• [Directions for this task]: Each line of the material below should be reproduced exactly.

--

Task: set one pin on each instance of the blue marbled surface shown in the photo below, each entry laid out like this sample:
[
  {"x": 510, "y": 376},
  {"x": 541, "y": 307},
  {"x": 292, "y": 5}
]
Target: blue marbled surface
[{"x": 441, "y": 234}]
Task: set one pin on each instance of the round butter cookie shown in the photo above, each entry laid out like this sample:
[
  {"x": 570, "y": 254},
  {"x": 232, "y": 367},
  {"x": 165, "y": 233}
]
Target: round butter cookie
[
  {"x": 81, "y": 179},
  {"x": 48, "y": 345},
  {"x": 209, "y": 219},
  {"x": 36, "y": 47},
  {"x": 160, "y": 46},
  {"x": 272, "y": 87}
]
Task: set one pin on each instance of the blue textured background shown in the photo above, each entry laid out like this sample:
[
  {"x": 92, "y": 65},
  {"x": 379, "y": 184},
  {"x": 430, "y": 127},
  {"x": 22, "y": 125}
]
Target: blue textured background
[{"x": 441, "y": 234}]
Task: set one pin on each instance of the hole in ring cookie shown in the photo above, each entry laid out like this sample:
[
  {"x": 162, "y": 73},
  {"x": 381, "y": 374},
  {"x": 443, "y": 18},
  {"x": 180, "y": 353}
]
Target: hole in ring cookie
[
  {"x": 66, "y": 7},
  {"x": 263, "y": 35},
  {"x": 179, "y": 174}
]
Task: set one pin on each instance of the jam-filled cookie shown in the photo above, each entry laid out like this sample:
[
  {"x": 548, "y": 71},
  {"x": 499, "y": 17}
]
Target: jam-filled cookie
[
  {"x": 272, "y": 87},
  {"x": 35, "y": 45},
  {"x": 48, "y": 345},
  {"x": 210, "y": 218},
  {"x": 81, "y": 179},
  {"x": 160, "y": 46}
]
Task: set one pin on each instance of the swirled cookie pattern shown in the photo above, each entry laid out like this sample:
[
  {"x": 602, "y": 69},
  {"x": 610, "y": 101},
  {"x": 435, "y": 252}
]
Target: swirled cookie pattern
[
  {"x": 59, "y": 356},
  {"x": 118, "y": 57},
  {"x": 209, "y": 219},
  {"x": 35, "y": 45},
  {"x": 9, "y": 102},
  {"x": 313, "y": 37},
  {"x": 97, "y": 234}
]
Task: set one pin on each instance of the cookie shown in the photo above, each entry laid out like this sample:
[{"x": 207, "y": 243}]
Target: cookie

--

• [Answer section]:
Task: set one pin on each instance of the blue marbled surface shown in the photo below, each entry laid out like this sample:
[
  {"x": 510, "y": 376},
  {"x": 541, "y": 307},
  {"x": 292, "y": 5}
]
Target: blue marbled surface
[{"x": 441, "y": 234}]
Task: set one pin on each instance of the round butter cookie shown in the photo above, each entry laid out like this sample:
[
  {"x": 570, "y": 254},
  {"x": 232, "y": 367},
  {"x": 165, "y": 233}
]
Target: round butter cookie
[
  {"x": 81, "y": 179},
  {"x": 48, "y": 345},
  {"x": 209, "y": 219},
  {"x": 36, "y": 47},
  {"x": 160, "y": 46},
  {"x": 272, "y": 87}
]
Task: set one pin on each instance of the blue textured background shown in the photo above, each entry laid out like this sample:
[
  {"x": 92, "y": 65},
  {"x": 379, "y": 184},
  {"x": 430, "y": 127},
  {"x": 22, "y": 125}
]
Target: blue textured background
[{"x": 441, "y": 234}]
Task: set one pin on each instance of the hole in ring cookie shown in the photo above, each entry laid out like this sample:
[
  {"x": 162, "y": 73},
  {"x": 381, "y": 374},
  {"x": 443, "y": 18},
  {"x": 180, "y": 353}
]
Target: hole in ring cookie
[
  {"x": 66, "y": 7},
  {"x": 263, "y": 35},
  {"x": 179, "y": 174}
]
Task: set one pin on each instance of the jam-filled cookie shown in the photo above, each entry laid out like this sample:
[
  {"x": 548, "y": 71},
  {"x": 499, "y": 17}
]
Target: jam-filled cookie
[
  {"x": 272, "y": 87},
  {"x": 35, "y": 45},
  {"x": 48, "y": 345},
  {"x": 210, "y": 218},
  {"x": 81, "y": 179},
  {"x": 160, "y": 46}
]
Task: set one pin on each instance of the swirled cookie pattern shown in the photo above, each entry laid out like this sample:
[
  {"x": 602, "y": 69},
  {"x": 610, "y": 101},
  {"x": 435, "y": 252}
]
Target: swirled cookie pattern
[
  {"x": 59, "y": 356},
  {"x": 118, "y": 57},
  {"x": 209, "y": 219},
  {"x": 35, "y": 45},
  {"x": 9, "y": 102},
  {"x": 313, "y": 37},
  {"x": 97, "y": 234}
]
Task: set one pin on each instance of the cookie shown in the photo above, each entry laid out like this sample:
[{"x": 207, "y": 243}]
Target: cookie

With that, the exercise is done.